Once you have read the listing, write it all out exactly.

(MATERIAL TO PROCESS begins)

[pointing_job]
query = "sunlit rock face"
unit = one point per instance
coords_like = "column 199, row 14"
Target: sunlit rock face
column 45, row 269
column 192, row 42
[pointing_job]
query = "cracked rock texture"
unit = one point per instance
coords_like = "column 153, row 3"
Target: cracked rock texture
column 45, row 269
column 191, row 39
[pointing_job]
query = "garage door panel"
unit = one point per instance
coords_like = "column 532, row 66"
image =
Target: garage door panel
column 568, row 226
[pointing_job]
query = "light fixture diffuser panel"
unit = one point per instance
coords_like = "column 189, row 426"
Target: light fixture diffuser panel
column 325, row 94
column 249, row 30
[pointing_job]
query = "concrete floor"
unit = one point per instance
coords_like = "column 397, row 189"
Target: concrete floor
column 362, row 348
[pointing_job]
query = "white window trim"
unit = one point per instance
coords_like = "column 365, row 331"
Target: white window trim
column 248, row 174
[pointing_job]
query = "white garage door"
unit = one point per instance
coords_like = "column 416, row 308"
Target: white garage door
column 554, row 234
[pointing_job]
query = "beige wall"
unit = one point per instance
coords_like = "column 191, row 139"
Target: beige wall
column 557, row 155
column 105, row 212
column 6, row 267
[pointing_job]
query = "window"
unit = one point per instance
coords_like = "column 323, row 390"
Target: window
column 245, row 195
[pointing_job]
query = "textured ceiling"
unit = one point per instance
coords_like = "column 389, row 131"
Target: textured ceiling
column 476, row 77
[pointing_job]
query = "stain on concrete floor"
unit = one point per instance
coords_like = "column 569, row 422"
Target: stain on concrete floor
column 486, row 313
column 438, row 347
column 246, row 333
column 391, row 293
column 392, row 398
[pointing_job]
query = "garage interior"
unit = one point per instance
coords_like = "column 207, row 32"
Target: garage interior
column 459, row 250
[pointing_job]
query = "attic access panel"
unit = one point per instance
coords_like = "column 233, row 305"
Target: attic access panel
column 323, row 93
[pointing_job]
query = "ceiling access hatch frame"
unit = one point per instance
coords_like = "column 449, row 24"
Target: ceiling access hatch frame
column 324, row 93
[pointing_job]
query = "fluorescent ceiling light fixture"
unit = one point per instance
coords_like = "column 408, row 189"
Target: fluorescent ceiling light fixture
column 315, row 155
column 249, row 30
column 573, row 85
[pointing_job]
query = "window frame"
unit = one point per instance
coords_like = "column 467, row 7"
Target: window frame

(MATERIAL TO PROCESS ends)

• **ANSWER TO THE EXERCISE**
[pointing_job]
query = "sunlit rock face"
unit = one point per instance
coords_like = "column 199, row 14"
Target: sunlit rock face
column 45, row 269
column 192, row 42
[pointing_job]
query = "cracked rock texture"
unit = one point per instance
coords_like = "column 153, row 3"
Target: cracked rock texture
column 45, row 269
column 191, row 39
[pointing_job]
query = "garage door panel"
unit = one point per instance
coords_like = "column 532, row 66"
image =
Target: garage door panel
column 568, row 226
[pointing_job]
query = "light fixture diffuser panel"
unit = one point per instance
coords_like = "column 189, row 426"
Target: light fixture diffuser panel
column 325, row 94
column 249, row 30
[pointing_job]
query = "concrete floor"
unit = one point per instance
coords_like = "column 397, row 189"
Target: concrete floor
column 362, row 348
[pointing_job]
query = "white window trim"
unit = one point per instance
coords_like = "column 365, row 331"
Target: white window trim
column 248, row 174
[pointing_job]
query = "white garage door"
unit = one point per instance
coords_like = "column 416, row 308"
Target: white garage door
column 554, row 234
[pointing_job]
query = "beige wall"
unit = one point per instance
coords_like = "column 191, row 139"
Target: beige wall
column 557, row 155
column 105, row 212
column 6, row 267
[pointing_job]
query = "window"
unit = one point per instance
coords_like = "column 323, row 390"
Target: window
column 245, row 195
[pointing_job]
query = "textured ceiling"
unit = one point per instance
coords_like = "column 389, row 131"
Target: textured ceiling
column 476, row 77
[pointing_job]
query = "stain on concrete floor"
unit = one point per instance
coords_like = "column 569, row 422"
Target: stain on concrete floor
column 486, row 313
column 438, row 347
column 246, row 333
column 391, row 293
column 392, row 398
[pointing_job]
query = "garage interior"
unit = one point per instance
coords_like = "column 207, row 32"
Target: garage interior
column 459, row 250
[pointing_job]
query = "attic access panel"
unit = one point per instance
coords_like = "column 233, row 305"
Target: attic access panel
column 323, row 93
[pointing_job]
query = "ceiling access hatch frame"
unit = one point per instance
coords_like = "column 449, row 24"
Target: ceiling access hatch frame
column 324, row 93
[pointing_job]
query = "fluorescent ceiling light fixture"
unit = one point per instance
coords_like = "column 408, row 189"
Target: fluorescent ceiling light fixture
column 315, row 155
column 249, row 30
column 573, row 85
[pointing_job]
query = "window frame"
unit = one point per instance
coords_like = "column 467, row 7"
Target: window frame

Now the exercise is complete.